Task to carry out: Arrange the material from its first line up to and including the line containing "M 143 47 L 156" as a Markdown table with the columns Row and Line, numbering each row. Skip blank lines and leave out the pictures.
--- Start of Given entries ---
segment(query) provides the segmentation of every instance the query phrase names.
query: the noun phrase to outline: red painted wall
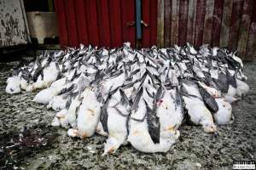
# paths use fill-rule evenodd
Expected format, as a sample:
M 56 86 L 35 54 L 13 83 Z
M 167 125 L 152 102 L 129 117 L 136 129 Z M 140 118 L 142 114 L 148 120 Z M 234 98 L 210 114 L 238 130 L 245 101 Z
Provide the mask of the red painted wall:
M 143 47 L 156 43 L 157 0 L 143 0 Z M 131 42 L 135 47 L 135 0 L 55 0 L 62 48 L 92 44 L 119 47 Z

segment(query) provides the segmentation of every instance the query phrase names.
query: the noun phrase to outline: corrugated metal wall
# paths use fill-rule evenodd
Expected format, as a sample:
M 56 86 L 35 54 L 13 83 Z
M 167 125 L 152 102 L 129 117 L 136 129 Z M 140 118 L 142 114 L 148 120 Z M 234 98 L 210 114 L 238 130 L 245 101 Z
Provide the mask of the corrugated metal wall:
M 55 0 L 62 46 L 135 44 L 133 0 Z
M 80 42 L 105 47 L 136 42 L 135 0 L 55 0 L 61 45 Z M 238 49 L 244 60 L 256 57 L 254 0 L 142 0 L 143 48 L 186 42 L 199 47 Z
M 156 43 L 157 0 L 142 0 L 143 46 Z M 135 0 L 55 0 L 61 45 L 135 46 Z
M 0 48 L 26 44 L 28 30 L 21 0 L 0 0 Z
M 256 58 L 254 0 L 158 0 L 158 9 L 160 47 L 207 43 Z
--- End of Given entries ---
Full output:
| Row | Line |
|---|---|
| 1 | segment(query) provides the segmentation of every instance the query phrase names. |
| 2 | query: the noun phrase to outline: red painted wall |
| 3 | # paths use fill-rule evenodd |
| 4 | Expected format, as a sample: |
| 5 | M 56 86 L 35 54 L 13 83 Z |
| 6 | M 167 125 L 152 102 L 129 117 L 136 129 Z M 140 118 L 142 114 L 148 120 Z M 234 98 L 210 114 L 238 130 L 245 101 Z |
| 7 | Provide the mask of the red painted wall: |
| 8 | M 143 47 L 156 43 L 157 0 L 143 0 Z M 131 42 L 135 47 L 135 0 L 55 0 L 62 48 L 92 44 L 119 47 Z |